*WORK TO COMPLETE*:
- 1) According to the passage on the Almohads, how tall is the minaret of the Kutubiyya mosque in Marrakesh?
- 2) Resume the passage on the Almohads after its final sentence and carry it further.

In Marrakesh, it was an Almohad caliph who built the famous Kutubiyya mosque, doubling the size of an earlier building and reconfiguring its layout. Inside its square minaret, soaring 77 m into the air, was a ramp said to allow the muezzin to ride a mule up to the 

top to make the call to prayer.  The tower incorporates the multi-lobed horseshoe arches that are one of the most striking features of the architecture of al-Andalus. But elements of the mosque, including its massive prayer hall and offset minaret, are uniquely Almohad in character – as was the incorporation of mechanical devices to reveal an elaborate pulpit and wooden screen for the weekly Friday prayer. 

Empires rise and fall. In the 1220s, the Almohads began to lose their grip on the reins of power. By 1250, they had lost much of their territories to smaller Islamic monarchies and sultanates but in the previous two centuries the Almoravids and Almohads had established impressive administrative and judicial systems. The two dynasties had contributed to the Islamisation of a huge sweep of north-west Africa – and had brought the Berbers into what Bennison describes as the “fractious family of great Islamic peoples”.

(Stored data entries)
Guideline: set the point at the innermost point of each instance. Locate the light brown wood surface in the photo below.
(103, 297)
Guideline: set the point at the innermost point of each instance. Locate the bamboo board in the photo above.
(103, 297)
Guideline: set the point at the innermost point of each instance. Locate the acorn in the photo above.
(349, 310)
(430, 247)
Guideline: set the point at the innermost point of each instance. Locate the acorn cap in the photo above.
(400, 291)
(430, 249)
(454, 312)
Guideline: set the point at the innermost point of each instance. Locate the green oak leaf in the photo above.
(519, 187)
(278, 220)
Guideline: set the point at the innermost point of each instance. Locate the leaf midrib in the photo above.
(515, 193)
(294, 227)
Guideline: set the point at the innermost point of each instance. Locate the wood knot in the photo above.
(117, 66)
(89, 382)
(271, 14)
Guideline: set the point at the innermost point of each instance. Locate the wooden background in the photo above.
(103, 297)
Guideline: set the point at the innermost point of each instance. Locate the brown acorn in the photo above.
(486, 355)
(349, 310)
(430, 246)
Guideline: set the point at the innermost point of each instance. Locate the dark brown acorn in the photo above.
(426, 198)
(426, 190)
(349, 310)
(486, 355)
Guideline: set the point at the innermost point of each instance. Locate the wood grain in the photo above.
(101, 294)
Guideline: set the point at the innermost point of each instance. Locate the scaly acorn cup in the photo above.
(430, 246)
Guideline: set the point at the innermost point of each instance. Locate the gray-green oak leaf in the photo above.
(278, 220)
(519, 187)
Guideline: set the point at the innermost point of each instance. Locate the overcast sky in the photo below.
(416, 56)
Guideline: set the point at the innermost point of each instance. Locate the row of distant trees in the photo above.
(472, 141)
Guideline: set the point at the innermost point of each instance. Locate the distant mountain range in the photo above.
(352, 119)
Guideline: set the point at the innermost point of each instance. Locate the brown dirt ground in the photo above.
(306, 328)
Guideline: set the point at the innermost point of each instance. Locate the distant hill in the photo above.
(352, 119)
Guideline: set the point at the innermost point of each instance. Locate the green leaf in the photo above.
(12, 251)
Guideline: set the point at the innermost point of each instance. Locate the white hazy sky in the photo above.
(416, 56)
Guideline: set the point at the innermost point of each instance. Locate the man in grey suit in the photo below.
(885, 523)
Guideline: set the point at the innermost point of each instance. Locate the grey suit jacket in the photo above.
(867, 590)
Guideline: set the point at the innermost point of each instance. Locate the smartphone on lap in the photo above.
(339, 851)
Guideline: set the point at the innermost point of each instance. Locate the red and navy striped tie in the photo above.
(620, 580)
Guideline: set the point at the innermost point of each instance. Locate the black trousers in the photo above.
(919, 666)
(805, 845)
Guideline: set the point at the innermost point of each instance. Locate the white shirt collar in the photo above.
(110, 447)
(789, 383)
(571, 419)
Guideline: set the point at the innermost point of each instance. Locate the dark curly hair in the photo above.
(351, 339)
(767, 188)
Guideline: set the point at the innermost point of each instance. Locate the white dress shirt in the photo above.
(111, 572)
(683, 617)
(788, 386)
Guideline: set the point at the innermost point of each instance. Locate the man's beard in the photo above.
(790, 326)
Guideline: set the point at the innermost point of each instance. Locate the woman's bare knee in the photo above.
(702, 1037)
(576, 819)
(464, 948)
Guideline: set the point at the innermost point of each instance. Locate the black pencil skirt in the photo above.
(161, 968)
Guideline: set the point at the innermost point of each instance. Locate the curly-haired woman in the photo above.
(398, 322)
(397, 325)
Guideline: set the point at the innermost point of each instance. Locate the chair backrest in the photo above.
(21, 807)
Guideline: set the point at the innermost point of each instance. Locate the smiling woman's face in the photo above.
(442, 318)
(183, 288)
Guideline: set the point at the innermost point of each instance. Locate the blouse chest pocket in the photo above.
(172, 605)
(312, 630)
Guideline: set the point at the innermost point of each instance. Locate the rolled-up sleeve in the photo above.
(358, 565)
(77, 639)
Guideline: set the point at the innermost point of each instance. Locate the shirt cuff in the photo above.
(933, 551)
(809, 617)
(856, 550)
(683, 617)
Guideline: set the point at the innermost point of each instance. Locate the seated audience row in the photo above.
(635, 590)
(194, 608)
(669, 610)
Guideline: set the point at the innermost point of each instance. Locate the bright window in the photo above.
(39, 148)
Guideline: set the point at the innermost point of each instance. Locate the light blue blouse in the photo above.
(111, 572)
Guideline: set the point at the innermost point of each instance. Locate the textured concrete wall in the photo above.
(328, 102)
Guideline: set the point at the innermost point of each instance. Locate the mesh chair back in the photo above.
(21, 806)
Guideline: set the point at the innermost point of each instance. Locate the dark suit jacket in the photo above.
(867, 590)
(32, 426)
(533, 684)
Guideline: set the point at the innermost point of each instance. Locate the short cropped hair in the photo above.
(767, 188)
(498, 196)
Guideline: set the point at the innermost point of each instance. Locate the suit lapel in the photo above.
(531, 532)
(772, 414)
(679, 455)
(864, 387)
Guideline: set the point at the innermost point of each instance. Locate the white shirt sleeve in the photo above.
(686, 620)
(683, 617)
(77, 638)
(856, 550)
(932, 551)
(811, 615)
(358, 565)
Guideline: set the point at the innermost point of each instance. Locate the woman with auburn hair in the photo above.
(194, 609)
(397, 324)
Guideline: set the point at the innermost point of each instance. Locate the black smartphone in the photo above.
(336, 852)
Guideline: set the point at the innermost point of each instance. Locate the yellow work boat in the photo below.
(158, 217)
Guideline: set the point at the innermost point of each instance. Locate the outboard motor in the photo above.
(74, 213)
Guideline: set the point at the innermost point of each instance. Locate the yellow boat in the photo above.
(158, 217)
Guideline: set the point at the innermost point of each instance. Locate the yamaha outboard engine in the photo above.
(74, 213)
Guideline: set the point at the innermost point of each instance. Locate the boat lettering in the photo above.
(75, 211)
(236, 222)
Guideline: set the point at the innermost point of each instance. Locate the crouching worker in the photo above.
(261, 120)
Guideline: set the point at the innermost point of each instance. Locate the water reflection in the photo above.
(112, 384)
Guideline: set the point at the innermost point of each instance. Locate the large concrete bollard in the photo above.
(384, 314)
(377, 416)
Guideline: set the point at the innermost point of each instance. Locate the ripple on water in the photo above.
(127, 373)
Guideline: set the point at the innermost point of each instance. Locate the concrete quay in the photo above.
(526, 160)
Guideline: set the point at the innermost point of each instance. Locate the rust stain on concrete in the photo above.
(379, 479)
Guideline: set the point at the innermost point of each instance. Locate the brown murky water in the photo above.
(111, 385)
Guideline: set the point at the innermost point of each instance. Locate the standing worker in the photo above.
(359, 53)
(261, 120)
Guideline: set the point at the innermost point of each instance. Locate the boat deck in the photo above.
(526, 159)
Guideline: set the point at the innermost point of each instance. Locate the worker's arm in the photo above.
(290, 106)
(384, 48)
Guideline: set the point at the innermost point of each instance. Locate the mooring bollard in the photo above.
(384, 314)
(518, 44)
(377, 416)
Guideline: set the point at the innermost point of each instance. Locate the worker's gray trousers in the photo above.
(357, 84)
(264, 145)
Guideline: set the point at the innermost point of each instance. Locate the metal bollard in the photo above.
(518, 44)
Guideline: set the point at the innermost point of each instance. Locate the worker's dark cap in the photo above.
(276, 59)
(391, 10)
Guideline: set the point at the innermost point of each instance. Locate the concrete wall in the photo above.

*REPLIES*:
- 1) It soars 77 m into the air.

- 2)
Bennison’s motivation in writing her latest book is to place the Berbers alongside the Arabs, Persians and Turks as major contributors to the story of Islamic civilisation. In researching subject matter which ranges from the nature of tribal affiliations to the position of women, she has immersed herself in the lived experience of an era that is often tantalisingly difficult to capture. Her scholarship, not just in the history and languages of the Maghrib but also in its cultural expression, enables her to offer a glimpse of the flavours and textures of a colourful world often overlooked.

The Almoravid and Almohad Empires by Amira Bennison is published by Edinburgh History of the Islamic Empires.

 


Bursting orchards and gifts of gold coin

The Almoravid and Almohad Empires benefits from dozens of translations (from originals in Arabic) taken from historic sources.  Together they bring the era alive. An account of the city of Fes lists a staggering array of buildings and businesses: “There were 782 mosques, 42 ablution buildings, 80 water fountains, 93 baths, 472 water mills, 89,236 residential homes, 17,041 apartments, 469 funduqs, 9,280 shops, two state-controlled covered markets … 3,094 textile workshops, 47 soap-making workshops, 86 tanneries, 116 dyers, 12 iron and copper smelting workshops, 11 glass-making workshops, 135 limekilns, 1,170 bread ovens, and 400 stones for making paper, all in the city.”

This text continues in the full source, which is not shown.